▸ **Written exercise A**: Transcribe a passage from the text on the Monroe house below, beginning at the words "They propose that" and ending after the words "Hunter family motto!".

Much of our historic preservation advocacy has focused on the misfit toys of the built environment: giant tamales and chili bowls, rotating gas station signs, funiculars and folk art and streetlight serenades.

So it’s been kind of a kick to be two of the voices in the conversation about what will happen to the pretty Spanish Colonial Revival home where Marilyn Monroe lived at the time of her death, and to take calls from reporters here at home, in New York and overseas.

When the fate of a celebrity’s property is in the news, it’s an opportunity to educate a much larger audience about how old buildings can be protected and repurposed when redevelopment, neglect or avarice come calling.

How cool then to learn from the fascinating supplementary nomination materials submitted by the Monroe Preservation Group (MPG) that Marilyn was starting the process of restoring her 1920s-era home when she died!

MPG’s research further suggests that the property is significant not just as the home of our most iconic 20th century motion picture star, but due to its architectural distinction and association with early Hollywoodland developer/architect Harbin Hunter and his family.

They propose that the landmark be called the Hunter-Monroe Residence, and remind us that the Latin inscription in the doorstep tile, Cursum Perficio, is not just the name of the home, but the Hunter family motto!

Marilyn was ahead of her time in so many ways. She died on Saturday, August 4, 1962. The next business day, August 6, in Los Angeles City Hall, the first Historic Cultural Monuments were codified into law: Leonis Adobe, Bolton Hall, Plaza Church, Angel's Flight and The Salt Box on Bunker Hill.

Had she lived, perhaps Marilyn would have become a spokeswoman for the preservation of places that matter—but with an unpretentious, West Coast focus as befits an L.A. kid who made good.

It’s sweet to speculate.

Could she have made the difference in how much of old Bunker Hill got saved? Or stood against the Kennedy family and LAUSD board president Jose Huizar and asked what kind of crazy people would demolish a perfectly good Ambassador Hotel?

It’s not farfetched to think the demolition of the Ambassador might have roused her to action: this is where she was discovered by Emmeline Snively’s Blue Book Modeling Company in 1946 and where she accepted her Golden Globe for Some Like It Hot in the legendary Coconut Grove ballroom.

If you are roused to action at the thought of her pretty home suffering further neglect or demolition, then please join us tomorrow, Tuesday March 5, 2024 around 2pm at City Hall for the Planning and Land Use Management Committee hearing and tell City Council what you think. The matter is #4 on the agenda, and all information for attending or listening remotely is here.

Citizens who wish to make spoken public comment must be physically present in City Hall’s John Ferraro Council Chamber Room 340, but written comments can be submitted to the case file by clicking NEW at this link. Better get those in early on Tuesday if you want them to be seen before PLUM votes.

Items from a labeling collection
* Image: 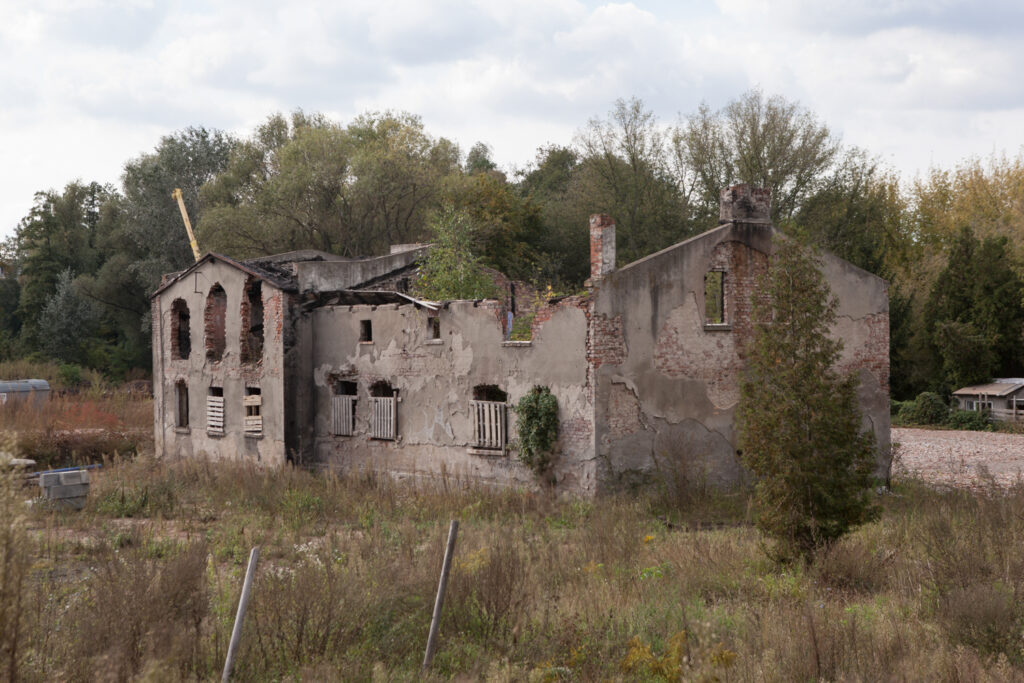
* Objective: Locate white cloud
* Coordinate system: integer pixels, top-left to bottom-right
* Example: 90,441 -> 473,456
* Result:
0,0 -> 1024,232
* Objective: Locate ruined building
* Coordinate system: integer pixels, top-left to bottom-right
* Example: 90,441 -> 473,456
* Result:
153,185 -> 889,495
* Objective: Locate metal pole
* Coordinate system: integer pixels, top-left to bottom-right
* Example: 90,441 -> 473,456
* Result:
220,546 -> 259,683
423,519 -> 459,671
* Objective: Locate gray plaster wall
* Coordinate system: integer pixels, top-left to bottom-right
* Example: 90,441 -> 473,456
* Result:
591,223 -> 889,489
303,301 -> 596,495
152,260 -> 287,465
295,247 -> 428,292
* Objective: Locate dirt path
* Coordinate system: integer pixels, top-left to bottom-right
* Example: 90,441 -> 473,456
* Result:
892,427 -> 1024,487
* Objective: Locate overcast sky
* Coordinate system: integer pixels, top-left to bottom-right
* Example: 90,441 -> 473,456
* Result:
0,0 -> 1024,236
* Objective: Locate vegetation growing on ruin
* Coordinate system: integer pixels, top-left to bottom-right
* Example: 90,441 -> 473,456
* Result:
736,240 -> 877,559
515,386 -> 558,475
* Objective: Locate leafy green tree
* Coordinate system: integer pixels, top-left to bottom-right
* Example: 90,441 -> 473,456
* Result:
---
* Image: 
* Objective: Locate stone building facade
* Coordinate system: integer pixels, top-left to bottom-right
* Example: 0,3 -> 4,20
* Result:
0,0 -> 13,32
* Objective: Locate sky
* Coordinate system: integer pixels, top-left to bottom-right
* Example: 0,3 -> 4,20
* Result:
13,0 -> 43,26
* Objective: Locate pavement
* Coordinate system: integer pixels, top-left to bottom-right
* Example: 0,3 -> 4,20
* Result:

▸ **Written exercise B**: In the records above, repeat word for word the lines that start at the one containing "Locate metal pole" and finish after the one containing "423,519 -> 459,671".

▸ **Reply A**:
They propose that the landmark be called the Hunter-Monroe Residence, and remind us that the Latin inscription in the doorstep tile, Cursum Perficio, is not just the name of the home, but the Hunter family motto!

▸ **Reply B**:
* Objective: Locate metal pole
* Coordinate system: integer pixels, top-left to bottom-right
* Example: 90,441 -> 473,456
* Result:
220,546 -> 259,683
423,519 -> 459,671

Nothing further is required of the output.